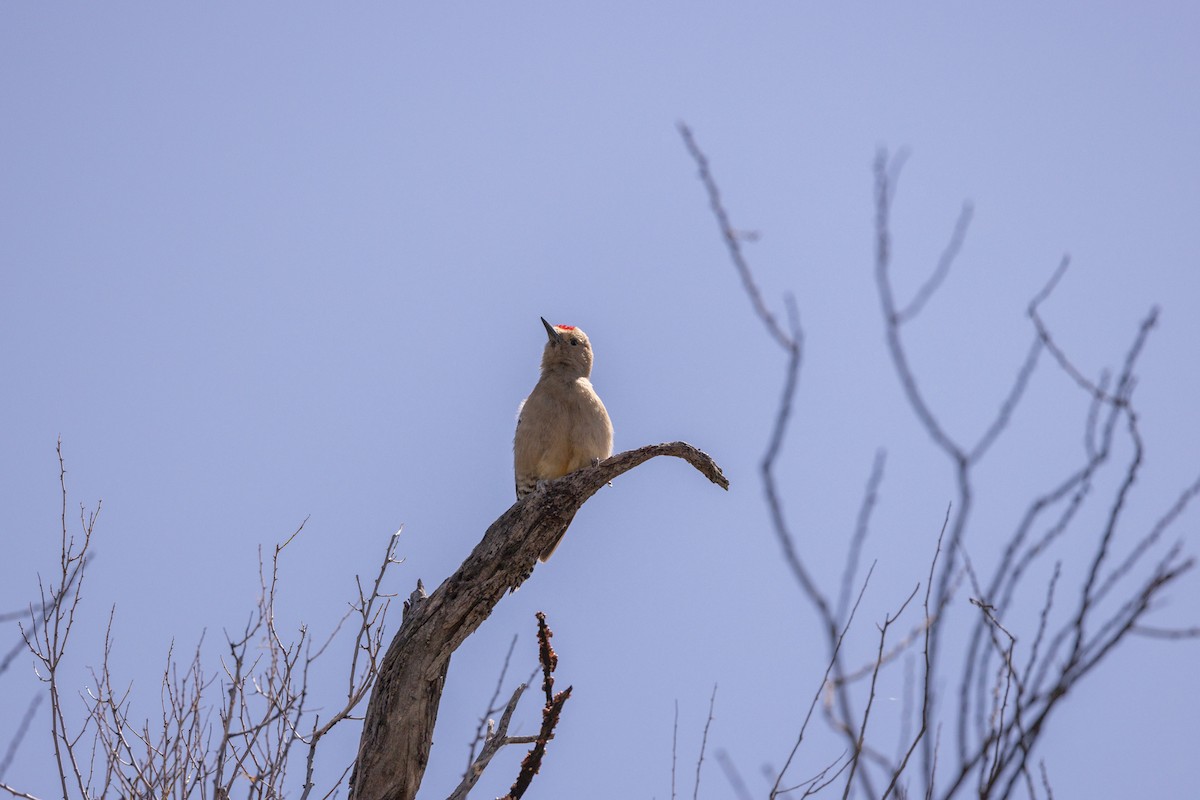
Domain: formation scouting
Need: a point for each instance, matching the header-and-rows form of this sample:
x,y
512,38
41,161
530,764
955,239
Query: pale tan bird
x,y
562,426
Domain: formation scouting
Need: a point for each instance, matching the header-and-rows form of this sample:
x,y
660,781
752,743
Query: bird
x,y
563,425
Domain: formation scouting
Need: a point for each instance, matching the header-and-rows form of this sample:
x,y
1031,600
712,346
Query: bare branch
x,y
399,727
703,743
☆ ☆ ☆ ☆ ☆
Omit the pictures. Transcribe every record exactly.

Response to this task:
Domain: formation scouting
Need: a point for each instance, matching the header-and-rows form of this sample:
x,y
512,38
41,161
530,764
955,239
Query: pale tan bird
x,y
562,426
Domain: formation scouting
Need: a point for each instance, matching the header-and-rows form of this sample:
x,y
660,781
752,743
Query: bird
x,y
563,425
Domain: formation scouting
Need: a point for each instance, matching the header-and-rows form of this sample:
x,y
1031,600
712,346
Query: bare branch
x,y
399,727
703,743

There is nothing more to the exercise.